→ Given instruction: Copy out each line below that contains the word "street". Case matters.

→ Given records:
▬▬▬▬▬▬▬▬▬▬
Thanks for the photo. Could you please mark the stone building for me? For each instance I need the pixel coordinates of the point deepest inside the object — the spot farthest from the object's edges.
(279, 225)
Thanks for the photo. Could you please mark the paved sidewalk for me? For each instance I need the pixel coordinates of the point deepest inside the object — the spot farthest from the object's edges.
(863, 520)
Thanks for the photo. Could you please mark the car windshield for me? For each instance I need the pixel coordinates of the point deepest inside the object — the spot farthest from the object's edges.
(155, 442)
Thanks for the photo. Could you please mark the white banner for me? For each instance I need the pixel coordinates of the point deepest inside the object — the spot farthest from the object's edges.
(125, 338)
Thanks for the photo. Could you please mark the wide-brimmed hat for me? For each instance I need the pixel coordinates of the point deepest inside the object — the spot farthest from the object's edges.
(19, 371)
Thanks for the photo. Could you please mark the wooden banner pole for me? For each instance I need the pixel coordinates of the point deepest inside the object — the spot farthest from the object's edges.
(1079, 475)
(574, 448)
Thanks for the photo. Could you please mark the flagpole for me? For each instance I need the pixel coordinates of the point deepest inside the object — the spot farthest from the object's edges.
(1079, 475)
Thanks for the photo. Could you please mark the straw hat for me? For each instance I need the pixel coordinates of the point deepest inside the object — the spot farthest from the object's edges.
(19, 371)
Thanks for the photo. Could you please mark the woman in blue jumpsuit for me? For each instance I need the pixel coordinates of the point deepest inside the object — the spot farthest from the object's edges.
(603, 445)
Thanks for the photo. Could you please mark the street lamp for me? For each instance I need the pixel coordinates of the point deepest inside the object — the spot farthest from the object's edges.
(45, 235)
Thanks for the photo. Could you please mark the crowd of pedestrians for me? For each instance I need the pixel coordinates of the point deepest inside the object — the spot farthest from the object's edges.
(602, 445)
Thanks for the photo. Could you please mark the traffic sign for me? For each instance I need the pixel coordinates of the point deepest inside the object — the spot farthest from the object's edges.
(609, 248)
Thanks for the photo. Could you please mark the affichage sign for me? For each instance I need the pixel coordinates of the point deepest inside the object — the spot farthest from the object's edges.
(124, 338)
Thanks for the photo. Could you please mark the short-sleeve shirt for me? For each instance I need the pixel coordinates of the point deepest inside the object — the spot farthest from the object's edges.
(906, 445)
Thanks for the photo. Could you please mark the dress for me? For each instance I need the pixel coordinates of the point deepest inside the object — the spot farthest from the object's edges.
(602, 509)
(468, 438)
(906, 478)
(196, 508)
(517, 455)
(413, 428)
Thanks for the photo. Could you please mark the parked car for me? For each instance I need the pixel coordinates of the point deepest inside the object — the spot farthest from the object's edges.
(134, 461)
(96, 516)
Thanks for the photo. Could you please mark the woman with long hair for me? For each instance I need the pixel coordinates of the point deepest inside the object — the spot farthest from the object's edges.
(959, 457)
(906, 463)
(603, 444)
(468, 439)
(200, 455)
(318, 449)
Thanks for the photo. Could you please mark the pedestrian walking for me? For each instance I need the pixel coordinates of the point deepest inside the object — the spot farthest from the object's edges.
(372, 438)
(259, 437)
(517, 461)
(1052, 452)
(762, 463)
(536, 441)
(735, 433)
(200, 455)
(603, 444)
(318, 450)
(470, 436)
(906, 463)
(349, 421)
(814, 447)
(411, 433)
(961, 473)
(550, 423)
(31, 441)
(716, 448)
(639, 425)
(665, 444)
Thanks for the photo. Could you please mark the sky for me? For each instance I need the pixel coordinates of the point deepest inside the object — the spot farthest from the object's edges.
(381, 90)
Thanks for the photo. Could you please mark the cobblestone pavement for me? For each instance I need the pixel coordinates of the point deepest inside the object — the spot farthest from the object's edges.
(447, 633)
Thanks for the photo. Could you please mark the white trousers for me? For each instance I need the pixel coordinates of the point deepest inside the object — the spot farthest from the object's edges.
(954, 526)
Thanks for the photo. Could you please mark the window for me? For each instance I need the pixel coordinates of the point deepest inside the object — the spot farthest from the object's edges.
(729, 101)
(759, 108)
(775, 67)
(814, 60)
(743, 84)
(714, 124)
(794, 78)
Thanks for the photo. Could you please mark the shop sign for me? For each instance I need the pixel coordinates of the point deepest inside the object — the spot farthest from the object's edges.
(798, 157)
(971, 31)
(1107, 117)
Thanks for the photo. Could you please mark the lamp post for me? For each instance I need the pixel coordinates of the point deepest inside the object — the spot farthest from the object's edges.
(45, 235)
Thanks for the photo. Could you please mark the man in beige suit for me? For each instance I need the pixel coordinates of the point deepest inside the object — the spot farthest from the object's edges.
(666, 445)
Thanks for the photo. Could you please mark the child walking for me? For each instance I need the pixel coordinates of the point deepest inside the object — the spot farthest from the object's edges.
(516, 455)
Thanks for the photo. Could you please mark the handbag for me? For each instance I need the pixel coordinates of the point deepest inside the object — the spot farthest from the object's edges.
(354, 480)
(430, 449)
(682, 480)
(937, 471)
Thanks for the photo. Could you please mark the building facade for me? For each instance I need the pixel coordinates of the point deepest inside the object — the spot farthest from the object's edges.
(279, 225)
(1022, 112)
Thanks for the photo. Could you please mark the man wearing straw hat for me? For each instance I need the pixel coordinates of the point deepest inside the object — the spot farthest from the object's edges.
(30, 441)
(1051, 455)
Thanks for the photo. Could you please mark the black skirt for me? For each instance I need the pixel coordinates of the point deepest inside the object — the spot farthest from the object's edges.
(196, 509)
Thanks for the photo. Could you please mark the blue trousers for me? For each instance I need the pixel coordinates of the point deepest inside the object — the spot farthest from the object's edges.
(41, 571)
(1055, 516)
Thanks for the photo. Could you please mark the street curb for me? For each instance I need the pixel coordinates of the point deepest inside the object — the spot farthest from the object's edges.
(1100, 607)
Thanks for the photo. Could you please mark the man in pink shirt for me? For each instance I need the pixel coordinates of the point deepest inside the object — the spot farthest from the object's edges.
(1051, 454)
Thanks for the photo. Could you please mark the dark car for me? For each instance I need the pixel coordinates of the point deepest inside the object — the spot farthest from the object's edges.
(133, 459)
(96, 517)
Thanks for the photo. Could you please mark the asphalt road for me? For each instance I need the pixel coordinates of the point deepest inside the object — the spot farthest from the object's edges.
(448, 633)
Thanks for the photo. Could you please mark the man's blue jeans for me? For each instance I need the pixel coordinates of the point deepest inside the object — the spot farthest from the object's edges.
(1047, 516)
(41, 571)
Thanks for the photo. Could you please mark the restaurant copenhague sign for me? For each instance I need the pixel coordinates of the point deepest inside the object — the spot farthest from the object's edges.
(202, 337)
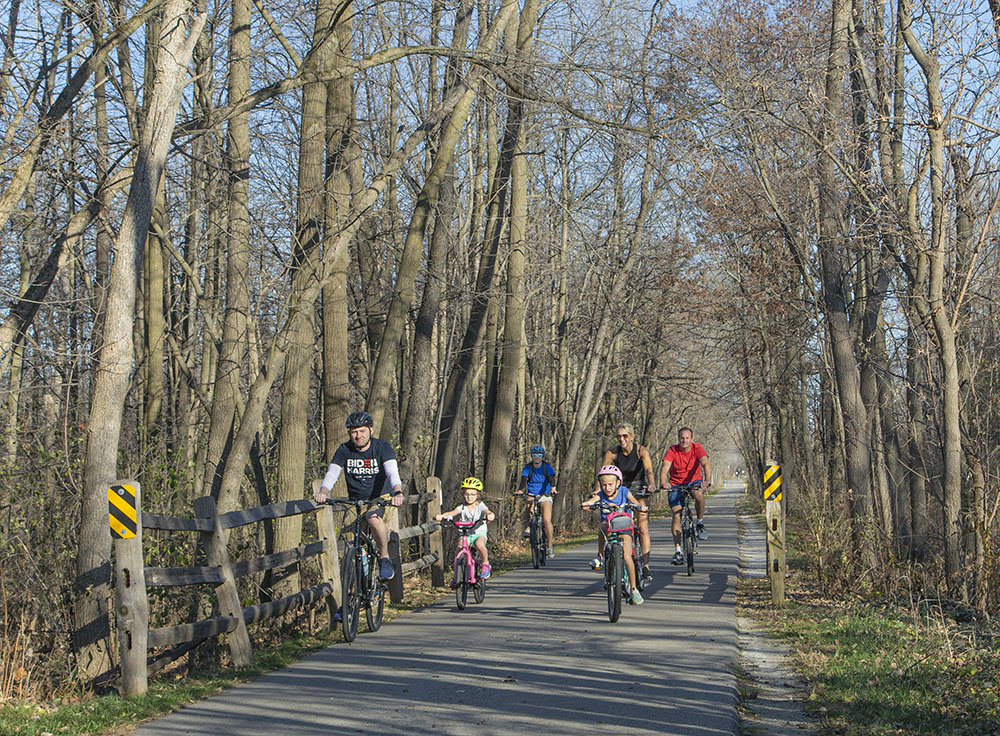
▬▬▬▬▬▬▬▬▬▬
→ Response for this exercise:
Thanks for the photo. Could you please mark the street lamp for me? For each instance I need the pixel coordinates of the point deepest inside the object — the spot farthest from the object's edges.
Thanks for the photo. Could you please mark the street curb for me? For each instance I need the pixel coordinates of the point deepest inside the object — the spot farthest from the object's edges.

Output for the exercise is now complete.